本文:

性的な作品については、映画の世界に100年にわたる検閲の歴史が存在しますが、書籍や写真といった出版物に関しても長きにわたって争いがありました。潔癖な価値観が優勢だった19世紀のヴィクトリア朝ロンドンでもポルノグラフィーが大流行し、警察・当局・メディアVSポルノ出版側・ポルノ書店による「戦争」があったそうです。

The Secret History of Holywell Street: Home to Victorian London’s Dirty Book Trade | The Public Domain Review
http://publicdomainreview.org/2016/06/29/the-secret-history-of-holywell-street-home-to-victorian-londons-dirty-book-trade/

イギリスのヴィクトリア朝中期から後期にかけて自由党を指導し、4度にわたって首相を務めた人物ウィリアム・グラッドストンは、現在のイギリスにいくつも彫像が建てられているほど高名な人物ですが、このグラッドストンをして「文明化された世界において最も下劣な通り」と表現されたのがHolywell Streetです。現在はポルノが盛んな場所としてソーホーが知られていますが、19世紀ロンドンにおいてポルノグラフィ販売の中心はHolywell Streetでした、

写真の左側に写っているのがHolywell Street


1864年に描かれたHolywell Streetの絵画を見てみると、趣のある中世ヨーロッパの雰囲気が伺えますが、実際の建物はもっと荒廃しており、通りは薄暗く、みすぼらしい見た目だったと言われています。

使える資料:
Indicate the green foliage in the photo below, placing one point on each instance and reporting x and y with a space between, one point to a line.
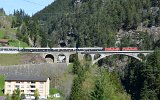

作業の内容:
ヴィクトリア朝ロンドンのHolywell Streetについての文章を、最後の一文の後から先へ書き進めてください。

以下が回答:
もともとHolywell Streetは急進党のパンフレット作成者や政治関連の出版物を刷る印刷屋が多い地域でした。しかし、1810年に政府が出版を規制すると、彼らは印刷物の内容を、それまでの政治関連のものからポルノグラフィーに変更しました。このため、Holywell Streetがポルノグラフィーの中心地として栄えるようになったわけです。

このことを問題視した当局は、1857年にポルノ製作者を投獄するというObscene Publications Actという法律を可決させました。しかし、ポルノグラフィーの売れ行きはよかったため多くの書店や印刷屋は活動をやめず、中には複数の名前と住所を持ち、政府の目をかいくぐりながら出版を続ける人もいたほど。1878年に発表された調査では「無許可の本や印刷物は一部のみしか取り締まれていない」ということが発表されており、規制にも関わらず、ポルノグラフィーは多くの人の手に渡っていきました。この事態を警察や政府だけでなく、新聞社など大手のメディアは非難しました。

Holywell Streetの37番地には、顔のついた半月が飾ってあるロンドンで最も古い本屋があります。書店の前には日常に男性の人だかりができ、すすけたショーウィンドウの中には挑発的なタイトルがついたページやきわどい彫刻が押し詰められていたとのこと。


当時ショーウィンドウに並んでいたのは「高度にエロチックな物語」「誘惑する枢機卿」「みだらなトルコ人」といったタイトルの作品で、さらに店の奥に入っていくと「スパンカー大佐の経験的レクチャー」「外科医による色欲の経験」といったディープなタイトルが並んでいたそうです。タイトルに使われている単語が比較的穏やかなのは、政府の規制を免れるためだと見られています


「The Autobiography of a Flea(ノミの自叙伝)」という本の口絵では、複数の男女が絡み合う様子が描かれていました。


これもThe Autobiography of a Fleaの挿絵。男女ともににこやかなのが印象的です。


この他、「The Story of a Dildoe!/ディルドの物語」という本は個人により出版され、出版数は150冊に制限されていたため人から人へと手渡されていき、「Randiana, or Excitable Tales; Being the Experiences of an Erotic Philosopher(エロス哲学者であること)」という本は卑猥すぎてカウンターの後ろに隠されていたなど、流通にはさまざまな経緯がありました。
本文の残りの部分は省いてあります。